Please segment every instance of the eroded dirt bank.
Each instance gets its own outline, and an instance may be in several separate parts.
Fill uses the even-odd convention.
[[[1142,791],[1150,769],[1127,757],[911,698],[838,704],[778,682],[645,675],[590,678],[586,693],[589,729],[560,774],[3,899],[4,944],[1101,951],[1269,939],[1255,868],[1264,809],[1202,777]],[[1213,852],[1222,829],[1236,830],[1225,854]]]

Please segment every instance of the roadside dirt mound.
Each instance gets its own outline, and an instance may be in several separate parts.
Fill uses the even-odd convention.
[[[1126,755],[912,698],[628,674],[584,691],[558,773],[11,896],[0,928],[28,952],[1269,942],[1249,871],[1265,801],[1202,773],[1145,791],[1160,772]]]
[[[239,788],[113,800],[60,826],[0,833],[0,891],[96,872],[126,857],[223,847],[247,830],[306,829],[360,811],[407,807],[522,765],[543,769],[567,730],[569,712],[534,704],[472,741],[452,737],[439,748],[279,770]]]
------------------------------------
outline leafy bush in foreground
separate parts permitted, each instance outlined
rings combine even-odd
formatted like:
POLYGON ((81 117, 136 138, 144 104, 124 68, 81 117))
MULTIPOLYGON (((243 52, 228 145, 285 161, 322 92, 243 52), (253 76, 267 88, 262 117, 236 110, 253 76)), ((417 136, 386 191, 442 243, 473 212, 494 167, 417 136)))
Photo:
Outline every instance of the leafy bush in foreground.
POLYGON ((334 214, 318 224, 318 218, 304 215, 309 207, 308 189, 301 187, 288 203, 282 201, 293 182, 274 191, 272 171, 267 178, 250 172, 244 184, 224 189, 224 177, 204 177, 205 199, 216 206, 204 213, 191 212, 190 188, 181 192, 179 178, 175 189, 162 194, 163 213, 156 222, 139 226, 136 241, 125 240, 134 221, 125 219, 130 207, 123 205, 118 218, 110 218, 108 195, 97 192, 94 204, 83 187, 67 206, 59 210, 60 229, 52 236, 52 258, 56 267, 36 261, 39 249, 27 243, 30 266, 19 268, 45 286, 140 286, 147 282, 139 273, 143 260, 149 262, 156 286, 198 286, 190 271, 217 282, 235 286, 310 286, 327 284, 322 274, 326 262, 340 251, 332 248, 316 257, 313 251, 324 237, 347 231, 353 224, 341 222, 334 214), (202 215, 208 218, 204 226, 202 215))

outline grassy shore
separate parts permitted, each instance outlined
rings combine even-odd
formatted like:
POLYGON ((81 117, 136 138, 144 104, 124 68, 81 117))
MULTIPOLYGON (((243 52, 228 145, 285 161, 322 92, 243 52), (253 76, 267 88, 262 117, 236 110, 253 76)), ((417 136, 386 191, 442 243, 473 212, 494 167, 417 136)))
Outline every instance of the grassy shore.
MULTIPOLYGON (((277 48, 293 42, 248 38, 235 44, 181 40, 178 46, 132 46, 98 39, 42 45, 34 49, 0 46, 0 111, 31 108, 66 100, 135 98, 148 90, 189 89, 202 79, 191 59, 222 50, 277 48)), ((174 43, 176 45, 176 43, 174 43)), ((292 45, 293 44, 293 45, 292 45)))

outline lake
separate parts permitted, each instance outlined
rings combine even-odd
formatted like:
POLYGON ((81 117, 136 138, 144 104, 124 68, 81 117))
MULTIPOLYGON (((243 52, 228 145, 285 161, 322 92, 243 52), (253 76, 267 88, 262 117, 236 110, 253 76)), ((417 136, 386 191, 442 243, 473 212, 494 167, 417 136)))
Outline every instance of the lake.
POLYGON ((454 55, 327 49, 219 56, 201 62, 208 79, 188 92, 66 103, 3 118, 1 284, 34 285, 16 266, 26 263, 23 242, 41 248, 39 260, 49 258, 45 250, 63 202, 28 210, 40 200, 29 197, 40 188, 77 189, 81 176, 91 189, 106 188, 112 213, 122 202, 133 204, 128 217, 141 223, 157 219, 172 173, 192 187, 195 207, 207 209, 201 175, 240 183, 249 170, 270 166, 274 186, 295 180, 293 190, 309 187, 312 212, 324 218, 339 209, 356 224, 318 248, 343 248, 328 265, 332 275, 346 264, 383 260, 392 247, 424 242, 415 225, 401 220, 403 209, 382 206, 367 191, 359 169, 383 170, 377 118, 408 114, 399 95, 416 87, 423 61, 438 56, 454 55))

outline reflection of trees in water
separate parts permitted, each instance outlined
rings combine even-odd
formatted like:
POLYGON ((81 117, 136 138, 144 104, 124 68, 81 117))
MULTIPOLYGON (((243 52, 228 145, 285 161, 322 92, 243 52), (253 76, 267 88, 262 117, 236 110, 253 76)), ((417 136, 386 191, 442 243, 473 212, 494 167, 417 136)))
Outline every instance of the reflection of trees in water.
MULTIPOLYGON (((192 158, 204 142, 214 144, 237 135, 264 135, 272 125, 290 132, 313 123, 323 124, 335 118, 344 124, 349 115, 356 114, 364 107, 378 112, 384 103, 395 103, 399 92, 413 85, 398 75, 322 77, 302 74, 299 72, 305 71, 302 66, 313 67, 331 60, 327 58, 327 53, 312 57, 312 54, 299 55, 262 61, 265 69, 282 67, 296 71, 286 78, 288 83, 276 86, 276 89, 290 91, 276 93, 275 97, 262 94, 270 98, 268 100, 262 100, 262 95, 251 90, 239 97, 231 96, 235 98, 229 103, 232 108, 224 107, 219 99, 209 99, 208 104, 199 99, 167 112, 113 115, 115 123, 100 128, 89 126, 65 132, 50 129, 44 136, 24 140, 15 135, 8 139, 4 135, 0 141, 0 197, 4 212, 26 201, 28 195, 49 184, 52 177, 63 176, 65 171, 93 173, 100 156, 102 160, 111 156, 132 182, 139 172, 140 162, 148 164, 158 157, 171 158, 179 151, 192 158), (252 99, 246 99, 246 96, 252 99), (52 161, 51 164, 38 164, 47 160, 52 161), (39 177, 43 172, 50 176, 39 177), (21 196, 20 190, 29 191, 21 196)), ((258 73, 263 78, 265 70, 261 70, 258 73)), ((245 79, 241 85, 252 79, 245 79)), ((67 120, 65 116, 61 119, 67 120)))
------------------------------------
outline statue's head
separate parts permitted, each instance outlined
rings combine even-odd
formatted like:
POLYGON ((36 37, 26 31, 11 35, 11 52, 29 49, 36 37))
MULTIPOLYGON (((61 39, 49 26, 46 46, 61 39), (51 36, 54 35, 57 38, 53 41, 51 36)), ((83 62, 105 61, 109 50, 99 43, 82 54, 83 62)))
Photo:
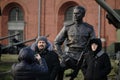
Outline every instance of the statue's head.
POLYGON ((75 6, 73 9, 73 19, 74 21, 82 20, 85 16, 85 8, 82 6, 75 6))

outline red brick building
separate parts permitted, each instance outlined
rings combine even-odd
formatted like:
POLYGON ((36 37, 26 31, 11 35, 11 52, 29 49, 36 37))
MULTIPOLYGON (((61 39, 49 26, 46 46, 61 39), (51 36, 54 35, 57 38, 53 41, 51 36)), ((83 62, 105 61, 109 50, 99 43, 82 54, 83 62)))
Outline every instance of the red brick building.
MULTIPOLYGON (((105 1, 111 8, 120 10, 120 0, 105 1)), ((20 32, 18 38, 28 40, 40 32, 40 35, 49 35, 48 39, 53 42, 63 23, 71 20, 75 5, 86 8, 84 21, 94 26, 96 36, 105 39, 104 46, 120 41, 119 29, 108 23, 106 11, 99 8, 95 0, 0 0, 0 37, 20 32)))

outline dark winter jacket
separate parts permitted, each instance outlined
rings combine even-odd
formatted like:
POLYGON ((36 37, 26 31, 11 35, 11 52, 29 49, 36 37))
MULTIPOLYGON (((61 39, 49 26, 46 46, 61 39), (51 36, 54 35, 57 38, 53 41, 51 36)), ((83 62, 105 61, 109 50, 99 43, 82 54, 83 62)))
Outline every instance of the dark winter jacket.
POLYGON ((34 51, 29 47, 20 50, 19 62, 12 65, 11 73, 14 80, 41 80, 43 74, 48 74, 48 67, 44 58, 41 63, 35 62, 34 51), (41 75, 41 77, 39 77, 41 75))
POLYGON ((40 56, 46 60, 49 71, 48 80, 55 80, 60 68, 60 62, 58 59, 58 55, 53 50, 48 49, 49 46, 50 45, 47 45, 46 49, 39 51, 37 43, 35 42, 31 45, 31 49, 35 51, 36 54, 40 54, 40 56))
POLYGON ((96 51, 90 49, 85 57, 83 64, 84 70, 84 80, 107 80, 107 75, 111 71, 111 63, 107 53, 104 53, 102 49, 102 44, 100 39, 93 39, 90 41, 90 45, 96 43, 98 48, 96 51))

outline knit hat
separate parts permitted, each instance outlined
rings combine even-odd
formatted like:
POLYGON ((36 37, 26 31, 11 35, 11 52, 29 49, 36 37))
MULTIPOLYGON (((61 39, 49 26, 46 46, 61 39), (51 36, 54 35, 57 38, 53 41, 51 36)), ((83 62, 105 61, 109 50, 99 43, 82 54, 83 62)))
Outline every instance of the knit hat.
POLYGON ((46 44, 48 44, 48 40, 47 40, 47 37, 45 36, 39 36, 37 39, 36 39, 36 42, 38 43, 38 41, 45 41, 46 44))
------------------------------------
Scale the stretch of data from the line containing "outline lake" through the line containing "POLYGON ((454 55, 327": write out all of those lines again, requests included, with every polygon coordinate multiplied by 1.3 and rounded to a whole number, halves rounding up. Leave the numbers in the requests and their format samples unchanged.

outline lake
separate parts permitted, each instance outlined
rings combine even-odd
formatted like:
POLYGON ((81 117, 136 138, 144 104, 124 68, 81 117))
MULTIPOLYGON (((243 52, 228 145, 285 161, 322 92, 243 52), (253 76, 267 88, 262 117, 236 110, 253 76)), ((417 136, 386 191, 442 243, 473 212, 494 167, 417 136)))
Outline every instance of the lake.
POLYGON ((590 72, 425 64, 285 73, 261 81, 270 103, 244 120, 86 134, 4 153, 1 369, 44 371, 21 346, 34 342, 30 315, 53 322, 51 338, 64 335, 59 325, 82 263, 36 273, 52 260, 38 256, 52 244, 100 246, 105 229, 118 246, 138 244, 146 277, 159 263, 173 265, 166 282, 183 290, 204 285, 224 225, 250 243, 254 269, 269 272, 261 228, 312 238, 324 221, 351 216, 356 242, 384 234, 381 247, 402 243, 406 276, 421 283, 441 272, 463 291, 413 322, 446 322, 426 345, 432 358, 450 343, 498 338, 510 321, 551 315, 540 293, 521 286, 524 272, 497 268, 477 248, 467 220, 498 221, 490 153, 530 148, 519 124, 541 113, 550 79, 569 73, 590 72))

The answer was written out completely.